Rewrite all of the items below with every "photo" changed to "image" and everything else kept the same. Leave the pictures out of your copy.

* BEGIN *

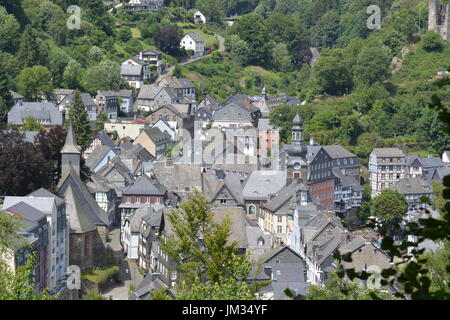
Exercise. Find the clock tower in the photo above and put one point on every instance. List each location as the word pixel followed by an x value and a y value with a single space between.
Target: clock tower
pixel 296 163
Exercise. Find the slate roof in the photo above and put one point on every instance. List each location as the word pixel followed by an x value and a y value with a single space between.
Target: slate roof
pixel 131 70
pixel 260 184
pixel 195 36
pixel 37 110
pixel 79 198
pixel 238 223
pixel 29 215
pixel 70 146
pixel 413 186
pixel 280 203
pixel 98 155
pixel 157 136
pixel 144 186
pixel 44 193
pixel 388 152
pixel 337 152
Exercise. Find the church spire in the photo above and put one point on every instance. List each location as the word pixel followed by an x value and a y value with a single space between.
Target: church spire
pixel 70 153
pixel 71 145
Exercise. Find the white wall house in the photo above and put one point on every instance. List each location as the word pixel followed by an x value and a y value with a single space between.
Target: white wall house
pixel 195 42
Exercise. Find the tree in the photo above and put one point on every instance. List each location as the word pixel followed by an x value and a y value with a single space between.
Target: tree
pixel 124 34
pixel 337 288
pixel 80 120
pixel 23 169
pixel 431 41
pixel 281 59
pixel 6 100
pixel 390 206
pixel 372 65
pixel 50 144
pixel 104 76
pixel 332 75
pixel 168 40
pixel 72 75
pixel 16 284
pixel 35 83
pixel 31 124
pixel 209 262
pixel 32 51
pixel 251 28
pixel 9 31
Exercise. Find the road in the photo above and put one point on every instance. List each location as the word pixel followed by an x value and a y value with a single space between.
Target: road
pixel 129 272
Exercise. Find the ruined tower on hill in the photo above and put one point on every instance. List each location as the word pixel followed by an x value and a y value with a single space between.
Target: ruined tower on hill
pixel 439 18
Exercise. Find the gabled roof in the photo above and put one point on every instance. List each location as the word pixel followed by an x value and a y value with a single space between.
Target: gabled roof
pixel 38 110
pixel 337 152
pixel 83 197
pixel 71 145
pixel 388 152
pixel 195 36
pixel 44 193
pixel 145 186
pixel 283 197
pixel 98 155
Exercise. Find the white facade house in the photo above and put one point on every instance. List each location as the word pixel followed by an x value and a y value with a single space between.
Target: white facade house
pixel 198 16
pixel 386 167
pixel 58 233
pixel 194 42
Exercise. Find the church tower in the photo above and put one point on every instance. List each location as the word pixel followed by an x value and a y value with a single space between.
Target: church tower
pixel 296 164
pixel 70 153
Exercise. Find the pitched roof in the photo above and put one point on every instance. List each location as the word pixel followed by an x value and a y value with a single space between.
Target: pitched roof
pixel 46 111
pixel 283 197
pixel 71 145
pixel 44 193
pixel 261 183
pixel 388 152
pixel 337 152
pixel 413 186
pixel 157 136
pixel 195 36
pixel 82 197
pixel 145 186
pixel 98 155
pixel 131 70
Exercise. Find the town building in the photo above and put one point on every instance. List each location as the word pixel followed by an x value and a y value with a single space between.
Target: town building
pixel 193 42
pixel 386 167
pixel 46 113
pixel 154 141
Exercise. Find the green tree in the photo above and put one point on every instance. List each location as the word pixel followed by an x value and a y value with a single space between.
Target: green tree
pixel 80 120
pixel 372 65
pixel 35 83
pixel 72 75
pixel 9 31
pixel 390 206
pixel 337 288
pixel 32 50
pixel 208 261
pixel 281 59
pixel 252 30
pixel 124 34
pixel 104 76
pixel 431 41
pixel 332 75
pixel 31 124
pixel 6 100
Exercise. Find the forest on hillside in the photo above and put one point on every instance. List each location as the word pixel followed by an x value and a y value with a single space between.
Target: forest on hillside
pixel 369 88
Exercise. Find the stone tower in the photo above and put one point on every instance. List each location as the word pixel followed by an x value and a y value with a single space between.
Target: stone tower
pixel 439 18
pixel 296 163
pixel 70 153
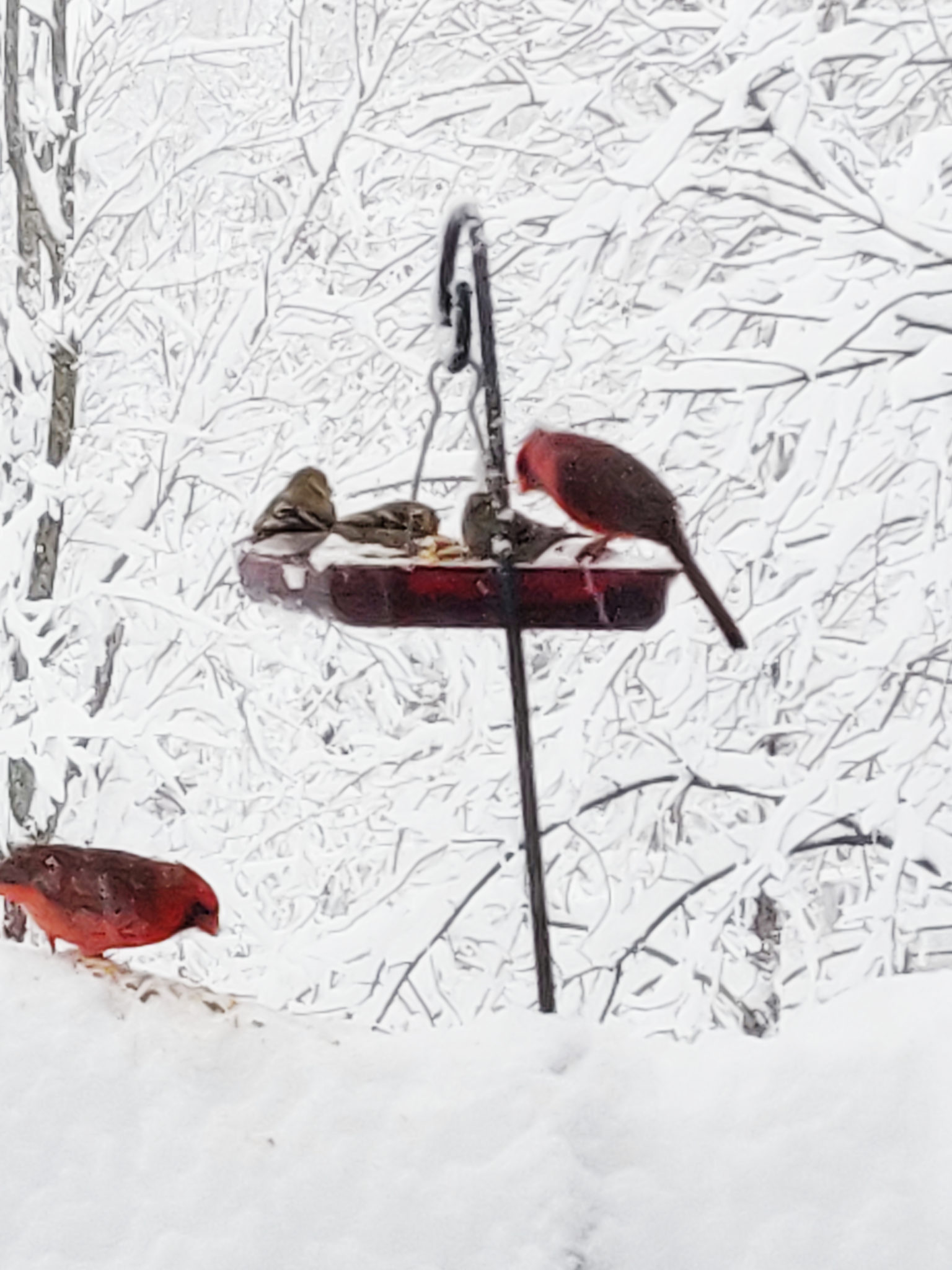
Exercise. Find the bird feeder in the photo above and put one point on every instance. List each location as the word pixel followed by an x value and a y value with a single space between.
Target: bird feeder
pixel 364 590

* END *

- ANSWER
Exercise. Find the clock tower in the image above and put one point on every instance. List each location as the word pixel followed by an x value and a y value with a single space between.
Target: clock tower
pixel 296 163
Exercise. Find the slate roof in the image above and put one point on every instance. List each location as the word pixel followed by an x value and a y value with a single space between.
Target: slate roof
pixel 131 70
pixel 260 184
pixel 195 36
pixel 37 110
pixel 79 198
pixel 238 223
pixel 29 215
pixel 70 146
pixel 413 186
pixel 280 203
pixel 98 155
pixel 157 136
pixel 144 186
pixel 44 193
pixel 388 152
pixel 337 152
Exercise. Find the church spire in the image above and put one point on every instance. List each location as the word pixel followed by an x value and a y value with a single space between.
Target: church spire
pixel 70 153
pixel 71 145
Exercise. Find the white wall house in the image above and put one point on every instance. List each location as the word pixel followed by an x value and a y value with a single space between.
Target: white wall house
pixel 195 42
Exercise. Find the tree in the image above and put one point on every instance. List each location as the word pixel followed by an x value and a y value with a single space between.
Target: tree
pixel 124 34
pixel 337 288
pixel 80 120
pixel 23 169
pixel 431 41
pixel 281 59
pixel 6 100
pixel 390 206
pixel 372 65
pixel 50 144
pixel 104 76
pixel 332 75
pixel 168 40
pixel 72 75
pixel 16 284
pixel 35 83
pixel 31 124
pixel 209 262
pixel 32 51
pixel 251 28
pixel 9 31
Exercise. Find the road in the image above and put one point on every instance. List each location as the word pixel followed by an x value and a y value with a single space between.
Target: road
pixel 129 272
Exercise. Find the ruined tower on hill in the image above and put one point on every instance. List each location as the word pixel followed by an x value and a y value with a single space between.
Target: ruined tower on hill
pixel 439 18
Exercise. Find the gabled roof in the image above and put one point on every instance. List each location as the word pixel followed by an x value and a y value with a single space between.
Target: gabled roof
pixel 38 110
pixel 337 152
pixel 83 197
pixel 71 145
pixel 388 152
pixel 195 36
pixel 44 193
pixel 145 186
pixel 283 197
pixel 98 155
Exercise. Find the white facade house in the image above and put one point on every instance. List each location as the word pixel followed by an x value and a y value with a single space between.
Target: white facade house
pixel 198 16
pixel 386 167
pixel 58 233
pixel 194 42
Exercise. Find the church tower in the image above and put one point on every instance. List each location as the word pixel followed by an x value and a y value with a single space between.
Target: church tower
pixel 296 164
pixel 70 153
Exercise. Find the pitched roof in the image above and put one point on every instance. List each location as the word pixel followed by an x value and a y value with a single space between.
Target: pitched roof
pixel 46 111
pixel 283 197
pixel 71 145
pixel 44 193
pixel 261 183
pixel 388 152
pixel 337 152
pixel 413 186
pixel 157 136
pixel 195 36
pixel 82 197
pixel 145 186
pixel 98 155
pixel 131 70
Exercise. Find the town building in the image above and put one point on every instance. List each location as the word pixel followed by an x value and a y value with a single space between.
Target: town building
pixel 193 42
pixel 386 167
pixel 46 113
pixel 154 141
Exercise. Find the green tree in the image above and put one point on every instance. List each location as the word pixel followed by an x value and a y value with a single space between.
Target: green tree
pixel 80 120
pixel 372 65
pixel 35 83
pixel 72 75
pixel 9 31
pixel 390 206
pixel 337 288
pixel 32 50
pixel 208 261
pixel 281 59
pixel 252 30
pixel 124 34
pixel 104 76
pixel 431 41
pixel 332 75
pixel 31 124
pixel 6 100
Exercise. Find the forest on hillside in the image above and put one point on every instance. List each location as the word pixel followed by an x value and a y value with a single space between.
Target: forest on hillside
pixel 369 88
Exercise. Find the stone tower in the image above and put one point on every instance. List each location as the word pixel followed by an x value and a y value with a single space between.
Target: stone tower
pixel 439 18
pixel 296 163
pixel 70 153
Exercise. Find the bird feeder in the image above and put one point on every instance. List each location as the word pixel followed by an x value and a y value with a single space between.
Target: bird feeder
pixel 364 590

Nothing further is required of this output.